- [課題のねらい]:
下の課題文を読み、次の問いに答えてください。
(a) 筆者が最初にこの企画を提案したのはいつか。
(b) 筆者が読了したばかりだと述べている作品は何か。
(c) 仕事に忙殺されていた時期に、筆者が掛け持ちしていた仕事は何か。

-------- 課題文 --------

この往復書簡、本当に奇妙かつ絶妙なタイミングで始まったと私も思う。
最初に君にこの企画を提案したのが2019年の初夏で(例の和食屋で夕飯を食べながら)、実際に私と君がパイロット版の手紙を書き合ったのがその数か月後。
その頃はまだ「コロナウイルス」なんて言葉自体も聞いたことがなかったが、あっという間にそれは世界中を震撼させて、すでに1年が経とうとしているのにいまだに猛威を振るっている。
公私共に案外頻繁に会っていた君にも全然会えなくなった。
一昨年から今年にかけて君とはこの往復書簡やら次回のシネマファイターズプロジェクト(文末の私のプロフィールをご覧ください)やらで今まで以上にワクワクすることをやっているのに、数々の打ち合わせは全てリモートで、画面越し以外では去年の春以降1度も君に会っていなかった。年末にようやく会えたが。
もともと私は全然アクティヴではないので(知ってるか)、読むものや見るものさえあればひとところにずーっといることが全く苦ではない。
よほどの用事がない限り自分から誰かに連絡することはないし、外出もできることならしたくないたちだ(特に夜は)。
だから、コロナウイルス蔓延前と後で生活形式にさほど違いはない。けれど、こんなにも長い期間日常の自由が制限されたことって人生においてなかったから、「何にも気にしないで涼太と久しぶりに美味しいものでも食べに行ってあれやこれや喋り倒したいなあ」などとあまり私らしくないことを思って胸がモヤっとするのも事実。
当たり前が当たり前じゃなくなってしまったからこそ私にとってもこの連載は拠り所のひとつみたいになっている。
なんか、会えない恋人へのラブレターのようになってきたので、君の前回の手紙の内容へと話題を変えよう(先ほど、作家・吉田修一氏の大傑作「湖の女たち」を読了したばかりで、内容に感化されまくった私は、それこそ湖の底に沈んでしまったかのような気分になっているんです)。
いろんな仕事に忙殺されている時期が私にもあった。年間数十曲の作詞、小説やエッセイやコメントの執筆、ガールズグループの教育係などを掛け持ちして、心身共に休まる時間がないのに毎晩のように深酒。

-------- 元資料 --------

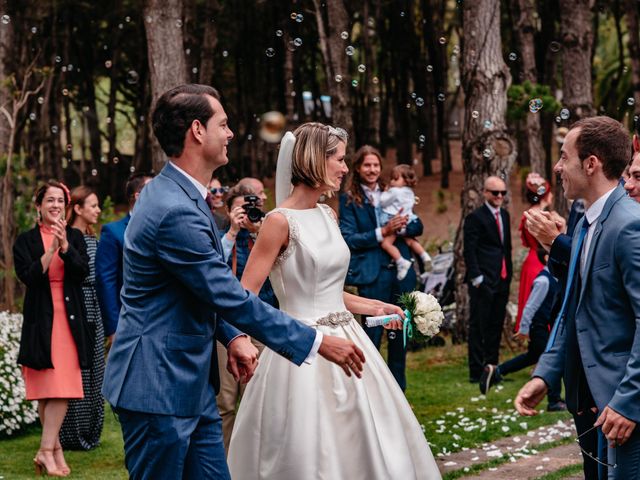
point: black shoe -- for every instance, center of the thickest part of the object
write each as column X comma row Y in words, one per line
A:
column 558, row 406
column 486, row 379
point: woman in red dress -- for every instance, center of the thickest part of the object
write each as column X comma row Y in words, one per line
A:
column 52, row 262
column 540, row 197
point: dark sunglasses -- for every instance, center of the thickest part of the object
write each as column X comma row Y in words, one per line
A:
column 592, row 456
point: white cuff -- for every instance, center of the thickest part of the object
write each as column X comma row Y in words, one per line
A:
column 313, row 353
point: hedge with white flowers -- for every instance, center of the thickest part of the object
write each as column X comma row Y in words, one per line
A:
column 15, row 411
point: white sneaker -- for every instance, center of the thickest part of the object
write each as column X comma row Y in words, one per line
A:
column 402, row 268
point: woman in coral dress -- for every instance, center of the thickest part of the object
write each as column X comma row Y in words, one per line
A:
column 539, row 197
column 52, row 262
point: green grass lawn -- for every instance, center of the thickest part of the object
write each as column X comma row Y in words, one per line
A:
column 451, row 410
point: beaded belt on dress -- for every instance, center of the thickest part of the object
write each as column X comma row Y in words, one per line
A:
column 335, row 319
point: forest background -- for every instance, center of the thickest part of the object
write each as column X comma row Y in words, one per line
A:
column 489, row 84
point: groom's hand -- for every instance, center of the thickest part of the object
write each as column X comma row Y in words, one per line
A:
column 242, row 358
column 343, row 353
column 615, row 427
column 530, row 396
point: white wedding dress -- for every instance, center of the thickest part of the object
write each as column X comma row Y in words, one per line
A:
column 312, row 421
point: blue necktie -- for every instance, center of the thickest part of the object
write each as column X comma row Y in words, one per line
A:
column 567, row 293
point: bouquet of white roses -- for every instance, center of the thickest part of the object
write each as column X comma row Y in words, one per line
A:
column 423, row 316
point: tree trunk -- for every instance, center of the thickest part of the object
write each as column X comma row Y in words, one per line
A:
column 209, row 41
column 167, row 65
column 576, row 32
column 532, row 151
column 485, row 151
column 631, row 8
column 333, row 47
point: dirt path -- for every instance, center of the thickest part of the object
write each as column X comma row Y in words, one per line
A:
column 524, row 458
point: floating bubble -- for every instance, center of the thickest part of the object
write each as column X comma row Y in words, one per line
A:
column 535, row 105
column 132, row 77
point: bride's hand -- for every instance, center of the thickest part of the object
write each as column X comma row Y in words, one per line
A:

--------

- [解答]:
(a) 2019年の初夏
(b) 吉田修一氏の「湖の女たち」
(c) 年間数十曲の作詞、小説やエッセイやコメントの執筆、ガールズグループの教育係